WHAT YOU NEED TO DO ::
**1.** Quote the forum thread on Comcast copy protection in full, word for word.
**2.** Turn the lines of the listing into a JSON list of strings, one string per line and no blank lines. Start with the line containing "Please drop a marker on the lattice" and continue through the last line of the listing, including both ends.

== EXCERPT PROVIDED ==

# Comcast Cable - copyright Changes?



## bhyman (Jun 16, 2004)

Does anyone know if something has changed with either the Tivo software or Comcast cable? I used to be able to transfer most programs between my series 2 DVR's and to Tivo Desktop, but something has changed now and it seems like all of my digital channels are copyright protected. 

Very disappointed and considering dropping my Comcast service again.


----------



## Rdian06 (Apr 12, 2008)

bhyman said:


> Does anyone know if something has changed with either the Tivo software or Comcast cable? I used to be able to transfer most programs between my series 2 DVR's and to Tivo Desktop, but something has changed now and it seems like all of my digital channels are copyright protected.
> 
> Very disappointed and considering dropping my Comcast service again.


That would be Comcast in your area's fault.


----------



## kneedles (Dec 16, 2010)

Straight from Comcast's lips. Comcast, and not the channels, are copyright protecting through the MCards, prohibiting the functions of Tivo in transferring between tivos and to desktop. The only solution at this point in time is to maintain one of your Series 2 tivos, and record from that machine anything you want to transfer to your desktop or burn to dvd.

===
== GIVEN DATA ==

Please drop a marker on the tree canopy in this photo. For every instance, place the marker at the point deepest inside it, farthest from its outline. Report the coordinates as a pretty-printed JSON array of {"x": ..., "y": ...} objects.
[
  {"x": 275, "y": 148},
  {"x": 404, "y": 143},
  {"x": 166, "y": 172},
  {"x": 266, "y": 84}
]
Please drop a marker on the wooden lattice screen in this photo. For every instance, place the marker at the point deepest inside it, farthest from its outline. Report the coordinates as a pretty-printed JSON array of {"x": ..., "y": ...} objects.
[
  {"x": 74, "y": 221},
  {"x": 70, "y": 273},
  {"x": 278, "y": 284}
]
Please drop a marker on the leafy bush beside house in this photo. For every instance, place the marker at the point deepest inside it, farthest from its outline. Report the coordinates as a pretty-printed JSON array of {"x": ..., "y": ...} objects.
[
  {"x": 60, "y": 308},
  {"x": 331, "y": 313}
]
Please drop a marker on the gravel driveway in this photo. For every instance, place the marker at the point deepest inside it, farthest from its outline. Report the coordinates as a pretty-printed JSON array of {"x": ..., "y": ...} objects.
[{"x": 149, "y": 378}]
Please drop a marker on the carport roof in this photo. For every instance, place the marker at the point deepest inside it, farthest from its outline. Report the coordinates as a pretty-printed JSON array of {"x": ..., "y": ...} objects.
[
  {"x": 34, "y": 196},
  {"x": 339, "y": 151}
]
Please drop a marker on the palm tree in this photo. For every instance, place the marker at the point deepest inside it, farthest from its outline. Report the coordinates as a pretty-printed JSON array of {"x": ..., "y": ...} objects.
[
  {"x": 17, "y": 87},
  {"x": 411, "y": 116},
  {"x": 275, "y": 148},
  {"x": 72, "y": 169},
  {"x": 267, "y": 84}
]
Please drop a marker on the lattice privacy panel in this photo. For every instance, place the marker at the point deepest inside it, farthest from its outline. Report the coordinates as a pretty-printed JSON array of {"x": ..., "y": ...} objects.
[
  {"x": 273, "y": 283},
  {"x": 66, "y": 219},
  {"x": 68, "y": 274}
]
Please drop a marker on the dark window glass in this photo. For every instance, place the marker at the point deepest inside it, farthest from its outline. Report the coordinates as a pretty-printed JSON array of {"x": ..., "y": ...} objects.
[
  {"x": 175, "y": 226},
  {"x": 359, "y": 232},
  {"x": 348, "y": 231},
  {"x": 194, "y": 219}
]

===

EXERCISE RESPONSES ::
**1.**
# Comcast Cable - copyright Changes?



## bhyman (Jun 16, 2004)

Does anyone know if something has changed with either the Tivo software or Comcast cable? I used to be able to transfer most programs between my series 2 DVR's and to Tivo Desktop, but something has changed now and it seems like all of my digital channels are copyright protected. 

Very disappointed and considering dropping my Comcast service again.


----------



## Rdian06 (Apr 12, 2008)

bhyman said:


> Does anyone know if something has changed with either the Tivo software or Comcast cable? I used to be able to transfer most programs between my series 2 DVR's and to Tivo Desktop, but something has changed now and it seems like all of my digital channels are copyright protected.
> 
> Very disappointed and considering dropping my Comcast service again.


That would be Comcast in your area's fault.


----------



## kneedles (Dec 16, 2010)

Straight from Comcast's lips. Comcast, and not the channels, are copyright protecting through the MCards, prohibiting the functions of Tivo in transferring between tivos and to desktop. The only solution at this point in time is to maintain one of your Series 2 tivos, and record from that machine anything you want to transfer to your desktop or burn to dvd.

**2.**
[
  "Please drop a marker on the lattice privacy panel in this photo. For every instance, place the marker at the point deepest inside it, farthest from its outline. Report the coordinates as a pretty-printed JSON array of {\"x\": ..., \"y\": ...} objects.",
  "[",
  "  {\"x\": 273, \"y\": 283},",
  "  {\"x\": 66, \"y\": 219},",
  "  {\"x\": 68, \"y\": 274}",
  "]",
  "Please drop a marker on the dark window glass in this photo. For every instance, place the marker at the point deepest inside it, farthest from its outline. Report the coordinates as a pretty-printed JSON array of {\"x\": ..., \"y\": ...} objects.",
  "[",
  "  {\"x\": 175, \"y\": 226},",
  "  {\"x\": 359, \"y\": 232},",
  "  {\"x\": 348, \"y\": 231},",
  "  {\"x\": 194, \"y\": 219}",
  "]"
]